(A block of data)
☆ ☆ ☆ ☆ ☆ ☆ ☆

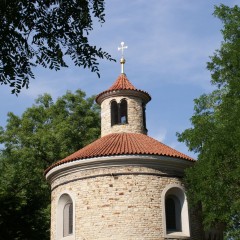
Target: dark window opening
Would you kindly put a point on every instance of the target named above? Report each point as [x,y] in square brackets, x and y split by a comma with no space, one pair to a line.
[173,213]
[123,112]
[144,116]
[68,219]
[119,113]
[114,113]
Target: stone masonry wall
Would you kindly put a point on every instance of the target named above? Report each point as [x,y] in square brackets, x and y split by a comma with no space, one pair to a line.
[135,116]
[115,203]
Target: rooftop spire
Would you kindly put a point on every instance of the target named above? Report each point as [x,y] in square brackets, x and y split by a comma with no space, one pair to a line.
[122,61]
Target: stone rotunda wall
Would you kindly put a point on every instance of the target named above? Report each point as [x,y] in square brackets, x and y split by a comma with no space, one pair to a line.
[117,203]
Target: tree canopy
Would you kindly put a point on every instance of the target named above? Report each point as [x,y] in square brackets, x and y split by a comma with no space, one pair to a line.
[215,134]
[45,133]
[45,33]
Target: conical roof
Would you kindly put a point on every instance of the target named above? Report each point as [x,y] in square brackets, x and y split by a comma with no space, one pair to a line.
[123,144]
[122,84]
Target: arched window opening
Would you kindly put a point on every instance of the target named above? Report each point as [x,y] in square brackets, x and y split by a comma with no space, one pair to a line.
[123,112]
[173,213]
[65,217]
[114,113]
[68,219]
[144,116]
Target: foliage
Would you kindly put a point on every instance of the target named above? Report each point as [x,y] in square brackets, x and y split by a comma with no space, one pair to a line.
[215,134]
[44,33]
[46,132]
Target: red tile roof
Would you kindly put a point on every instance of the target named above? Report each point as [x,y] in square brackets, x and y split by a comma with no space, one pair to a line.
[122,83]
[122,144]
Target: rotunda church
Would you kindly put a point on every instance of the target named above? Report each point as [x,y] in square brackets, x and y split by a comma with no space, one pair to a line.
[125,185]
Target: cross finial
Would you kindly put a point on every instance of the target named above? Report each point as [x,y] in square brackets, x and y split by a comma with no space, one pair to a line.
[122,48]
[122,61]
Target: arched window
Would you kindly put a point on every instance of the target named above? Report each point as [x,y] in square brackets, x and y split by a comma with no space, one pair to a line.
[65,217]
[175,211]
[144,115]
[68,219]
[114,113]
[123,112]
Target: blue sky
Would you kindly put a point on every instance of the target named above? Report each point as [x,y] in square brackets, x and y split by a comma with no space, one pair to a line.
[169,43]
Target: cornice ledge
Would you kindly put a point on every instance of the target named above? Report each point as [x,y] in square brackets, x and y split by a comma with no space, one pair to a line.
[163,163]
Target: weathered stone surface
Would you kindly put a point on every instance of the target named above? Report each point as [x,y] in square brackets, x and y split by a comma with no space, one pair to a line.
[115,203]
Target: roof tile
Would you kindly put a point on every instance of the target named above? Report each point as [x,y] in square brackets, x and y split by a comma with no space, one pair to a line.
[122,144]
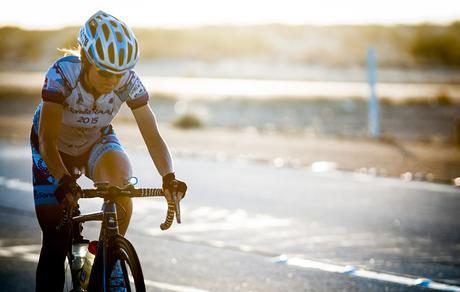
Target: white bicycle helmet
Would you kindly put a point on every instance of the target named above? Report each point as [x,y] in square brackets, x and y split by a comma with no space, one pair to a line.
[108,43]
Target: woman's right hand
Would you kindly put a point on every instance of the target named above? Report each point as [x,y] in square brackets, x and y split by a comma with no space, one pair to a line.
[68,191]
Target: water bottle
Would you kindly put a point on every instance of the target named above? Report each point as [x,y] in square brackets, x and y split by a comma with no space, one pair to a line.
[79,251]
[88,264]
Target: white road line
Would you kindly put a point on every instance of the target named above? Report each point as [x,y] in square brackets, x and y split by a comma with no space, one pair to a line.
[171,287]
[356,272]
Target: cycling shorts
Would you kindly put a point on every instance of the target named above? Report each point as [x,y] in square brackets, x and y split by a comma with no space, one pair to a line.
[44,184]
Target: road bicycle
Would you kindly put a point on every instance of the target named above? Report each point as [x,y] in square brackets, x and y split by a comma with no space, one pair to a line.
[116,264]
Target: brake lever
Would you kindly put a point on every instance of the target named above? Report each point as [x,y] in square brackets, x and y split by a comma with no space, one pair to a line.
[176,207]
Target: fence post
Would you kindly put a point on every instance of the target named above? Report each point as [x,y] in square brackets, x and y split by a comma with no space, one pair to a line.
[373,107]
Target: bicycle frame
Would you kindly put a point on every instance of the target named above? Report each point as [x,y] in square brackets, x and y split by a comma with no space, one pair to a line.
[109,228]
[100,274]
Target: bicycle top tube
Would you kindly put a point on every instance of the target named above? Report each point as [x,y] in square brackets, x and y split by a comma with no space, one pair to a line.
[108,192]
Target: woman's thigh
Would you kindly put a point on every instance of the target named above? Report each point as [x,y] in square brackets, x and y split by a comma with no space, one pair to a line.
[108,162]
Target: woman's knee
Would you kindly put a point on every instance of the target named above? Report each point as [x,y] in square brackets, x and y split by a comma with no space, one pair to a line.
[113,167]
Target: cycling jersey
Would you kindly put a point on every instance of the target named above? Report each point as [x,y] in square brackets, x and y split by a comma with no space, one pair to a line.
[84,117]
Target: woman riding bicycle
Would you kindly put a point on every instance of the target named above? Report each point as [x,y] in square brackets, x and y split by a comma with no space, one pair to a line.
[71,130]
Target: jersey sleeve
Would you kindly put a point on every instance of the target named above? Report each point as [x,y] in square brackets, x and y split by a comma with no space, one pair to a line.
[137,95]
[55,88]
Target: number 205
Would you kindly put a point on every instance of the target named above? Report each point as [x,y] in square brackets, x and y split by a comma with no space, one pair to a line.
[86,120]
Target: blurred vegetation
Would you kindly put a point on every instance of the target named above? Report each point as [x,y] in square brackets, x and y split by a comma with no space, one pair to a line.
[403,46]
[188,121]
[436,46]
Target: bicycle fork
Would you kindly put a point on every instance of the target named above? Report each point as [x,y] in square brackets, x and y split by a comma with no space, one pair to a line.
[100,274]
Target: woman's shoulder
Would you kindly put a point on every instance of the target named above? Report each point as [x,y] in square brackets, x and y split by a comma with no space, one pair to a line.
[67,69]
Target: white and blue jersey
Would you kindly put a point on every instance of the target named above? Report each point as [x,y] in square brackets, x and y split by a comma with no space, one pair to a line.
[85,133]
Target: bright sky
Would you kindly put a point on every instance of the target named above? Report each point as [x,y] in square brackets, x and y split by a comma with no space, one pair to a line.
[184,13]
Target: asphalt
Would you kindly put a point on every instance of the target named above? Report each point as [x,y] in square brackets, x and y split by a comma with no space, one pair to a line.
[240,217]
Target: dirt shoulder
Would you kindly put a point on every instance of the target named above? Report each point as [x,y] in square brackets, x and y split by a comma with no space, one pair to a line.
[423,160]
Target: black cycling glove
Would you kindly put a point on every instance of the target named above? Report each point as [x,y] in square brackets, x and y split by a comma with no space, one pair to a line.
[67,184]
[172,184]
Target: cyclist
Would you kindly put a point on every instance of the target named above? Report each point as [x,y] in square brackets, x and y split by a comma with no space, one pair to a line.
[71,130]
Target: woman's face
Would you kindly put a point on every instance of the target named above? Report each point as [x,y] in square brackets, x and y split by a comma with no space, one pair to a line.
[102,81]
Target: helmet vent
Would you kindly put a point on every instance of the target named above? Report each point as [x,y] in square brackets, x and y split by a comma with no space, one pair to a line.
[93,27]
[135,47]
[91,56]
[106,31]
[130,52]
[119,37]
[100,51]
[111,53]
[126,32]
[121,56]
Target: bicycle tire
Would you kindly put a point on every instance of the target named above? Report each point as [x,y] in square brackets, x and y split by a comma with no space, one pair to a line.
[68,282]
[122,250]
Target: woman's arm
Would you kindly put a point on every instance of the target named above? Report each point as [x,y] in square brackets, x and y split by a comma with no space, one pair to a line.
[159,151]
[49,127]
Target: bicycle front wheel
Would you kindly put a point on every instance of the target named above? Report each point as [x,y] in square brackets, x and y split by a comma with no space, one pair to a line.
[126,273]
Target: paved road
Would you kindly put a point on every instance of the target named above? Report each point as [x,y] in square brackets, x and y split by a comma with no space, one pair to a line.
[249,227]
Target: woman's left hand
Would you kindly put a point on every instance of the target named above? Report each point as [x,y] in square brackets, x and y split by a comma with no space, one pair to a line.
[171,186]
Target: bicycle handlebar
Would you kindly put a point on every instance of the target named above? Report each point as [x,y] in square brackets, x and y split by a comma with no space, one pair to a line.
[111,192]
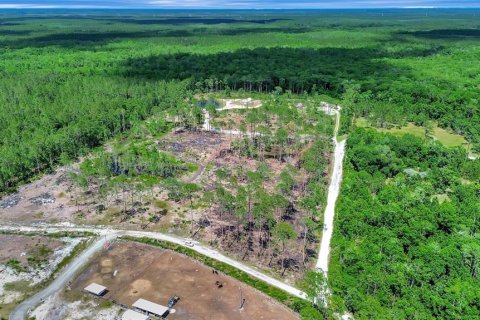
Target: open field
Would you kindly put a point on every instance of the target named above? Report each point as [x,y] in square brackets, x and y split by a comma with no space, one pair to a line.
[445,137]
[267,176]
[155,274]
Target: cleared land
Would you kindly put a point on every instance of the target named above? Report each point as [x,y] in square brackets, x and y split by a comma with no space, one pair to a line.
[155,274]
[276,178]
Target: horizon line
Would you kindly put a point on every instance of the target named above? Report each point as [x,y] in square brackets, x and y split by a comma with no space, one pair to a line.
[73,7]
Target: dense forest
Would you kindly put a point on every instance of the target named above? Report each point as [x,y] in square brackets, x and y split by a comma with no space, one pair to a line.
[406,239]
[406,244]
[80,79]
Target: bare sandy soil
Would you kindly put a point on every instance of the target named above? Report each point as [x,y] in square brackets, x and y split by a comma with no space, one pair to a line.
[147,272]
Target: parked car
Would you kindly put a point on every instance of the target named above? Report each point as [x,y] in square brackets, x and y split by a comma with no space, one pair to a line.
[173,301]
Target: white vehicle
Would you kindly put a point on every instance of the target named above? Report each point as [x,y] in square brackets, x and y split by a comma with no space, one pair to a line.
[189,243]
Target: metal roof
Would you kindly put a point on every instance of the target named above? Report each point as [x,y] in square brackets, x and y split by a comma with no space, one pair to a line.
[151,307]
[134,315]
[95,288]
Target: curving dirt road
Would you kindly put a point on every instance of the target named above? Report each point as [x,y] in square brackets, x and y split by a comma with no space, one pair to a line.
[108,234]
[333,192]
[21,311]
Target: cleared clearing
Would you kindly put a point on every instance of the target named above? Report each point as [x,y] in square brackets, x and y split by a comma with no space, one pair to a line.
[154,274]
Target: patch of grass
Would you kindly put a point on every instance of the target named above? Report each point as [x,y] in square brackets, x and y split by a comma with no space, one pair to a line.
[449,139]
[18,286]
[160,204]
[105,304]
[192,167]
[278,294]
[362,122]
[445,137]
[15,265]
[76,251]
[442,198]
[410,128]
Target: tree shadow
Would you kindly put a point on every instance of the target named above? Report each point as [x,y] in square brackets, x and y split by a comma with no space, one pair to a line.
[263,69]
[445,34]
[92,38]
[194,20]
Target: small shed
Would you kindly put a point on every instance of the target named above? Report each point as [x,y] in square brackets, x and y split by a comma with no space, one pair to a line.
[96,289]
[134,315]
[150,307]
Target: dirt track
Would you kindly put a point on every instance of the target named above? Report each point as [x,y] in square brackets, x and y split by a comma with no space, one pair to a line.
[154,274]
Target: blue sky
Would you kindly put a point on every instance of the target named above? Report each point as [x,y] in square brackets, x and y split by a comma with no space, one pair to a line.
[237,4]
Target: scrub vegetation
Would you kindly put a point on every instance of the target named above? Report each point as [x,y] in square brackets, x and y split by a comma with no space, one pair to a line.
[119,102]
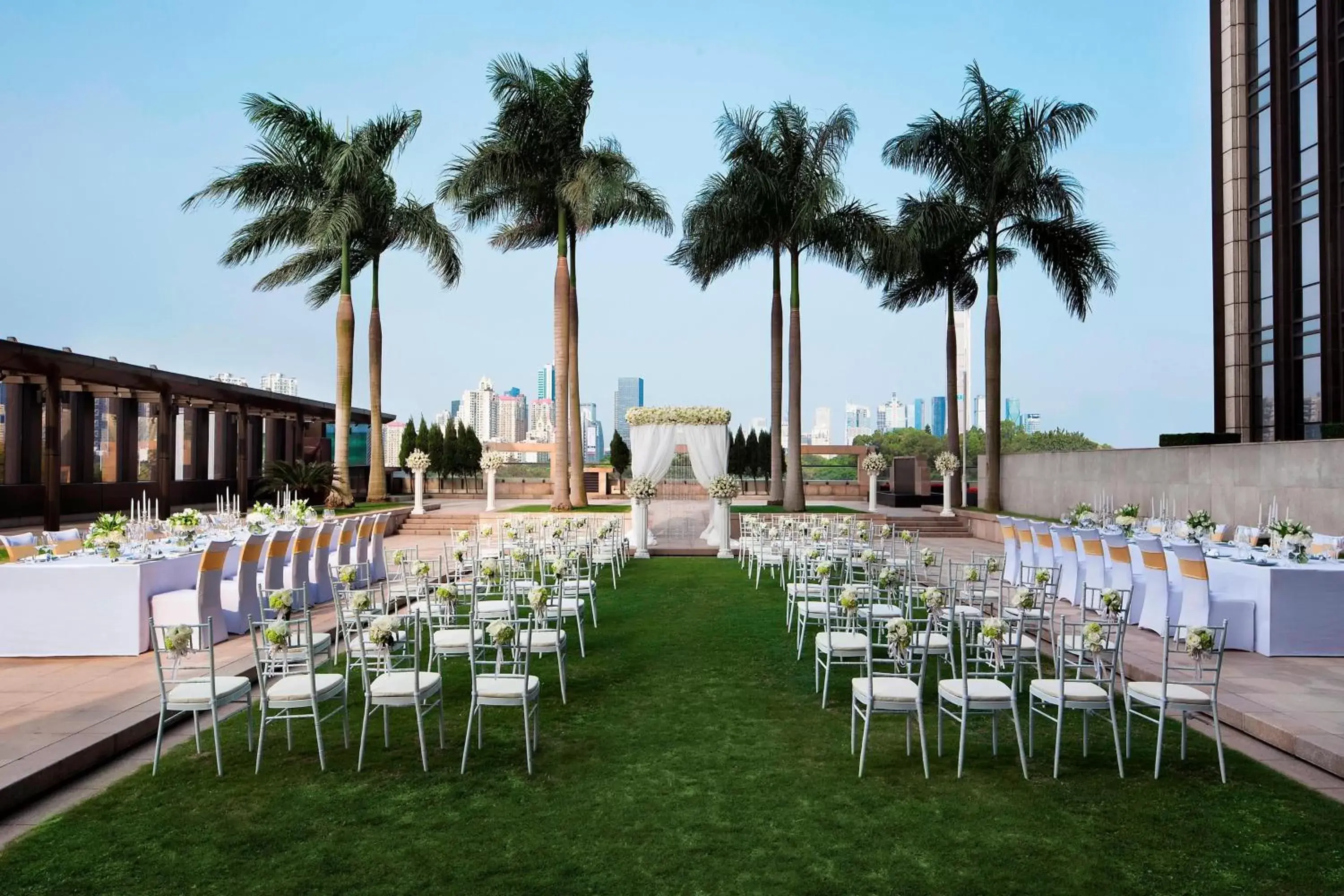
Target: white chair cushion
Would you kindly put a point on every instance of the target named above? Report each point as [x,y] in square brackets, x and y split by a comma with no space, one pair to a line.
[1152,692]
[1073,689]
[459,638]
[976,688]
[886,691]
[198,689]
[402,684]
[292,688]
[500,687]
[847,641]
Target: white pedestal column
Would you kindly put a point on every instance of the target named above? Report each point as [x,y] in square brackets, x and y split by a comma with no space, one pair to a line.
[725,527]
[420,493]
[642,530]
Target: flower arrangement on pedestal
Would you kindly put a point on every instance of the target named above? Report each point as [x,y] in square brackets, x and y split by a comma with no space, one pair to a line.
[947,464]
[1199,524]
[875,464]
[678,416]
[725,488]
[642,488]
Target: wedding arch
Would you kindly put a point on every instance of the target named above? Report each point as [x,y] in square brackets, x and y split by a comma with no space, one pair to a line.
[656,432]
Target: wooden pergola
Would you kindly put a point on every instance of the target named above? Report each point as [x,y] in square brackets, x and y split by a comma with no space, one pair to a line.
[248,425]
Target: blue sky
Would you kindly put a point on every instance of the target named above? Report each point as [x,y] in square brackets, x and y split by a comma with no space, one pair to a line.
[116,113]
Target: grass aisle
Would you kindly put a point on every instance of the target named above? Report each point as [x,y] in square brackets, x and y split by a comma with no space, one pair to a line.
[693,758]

☆ ☆ ☆ ☆ ☆ ☆ ☆

▶ **TASK GOAL**
Beginning with the line with "Target: scrub vegetation", repeat the entries above exactly, up to and including the last line, leaving out pictures.

▶ **RESPONSE FOR THIS EXERCISE**
Target: scrub vegetation
Would you kindly put a point on every instance of the target named above? Report each point as [x,y] in square brackets, x and y split by a comma with no space, one pair to a line.
[119,102]
Target: white chair cushion
Would you kindly put a point on every instance of the target named above? Report each point as [x,y] in square brackets, x and y split by a comma with no space, one pair to a line.
[1152,692]
[1073,689]
[459,638]
[976,688]
[886,691]
[198,689]
[402,684]
[292,688]
[500,687]
[847,641]
Target: white pedestal column
Would you kindly put a point on every instance of the target named above? Report each point as [x,y] in square brackets, x and y split by a comma with no space, one pair to a line.
[725,527]
[420,493]
[642,530]
Target: flower arrangement on pedestal
Would you kindly put a point on every instance of the target named above? Report each point as [x,y] in square brackets, x and y split by a comma with no space, one pair to a line.
[947,464]
[1199,524]
[875,464]
[678,416]
[725,488]
[642,488]
Target: wedding arch
Would you kindly put a point on every instance of the target named above? Report each point as [x,y] in square brackets, x and y split by a comma with no space, one pair to a line.
[656,432]
Target: wooden pergola
Would you kindly put a point on every instance of the target named above? Report each point as [x,y] in square brackets, x and y split by a comma with no space, one pair to a line.
[248,425]
Target: blue sky
Would you kindly put a point on every instance of the target named above? Report each point as [x,y] in square brackets, x and y split by a comma with no space, one pair to a line.
[116,113]
Target: grass aisle
Would you kindly put a point on every instance of the target named above? Report each point as [x,y] in square brackets, x and y split by a comma with no space, one pair to a line.
[693,758]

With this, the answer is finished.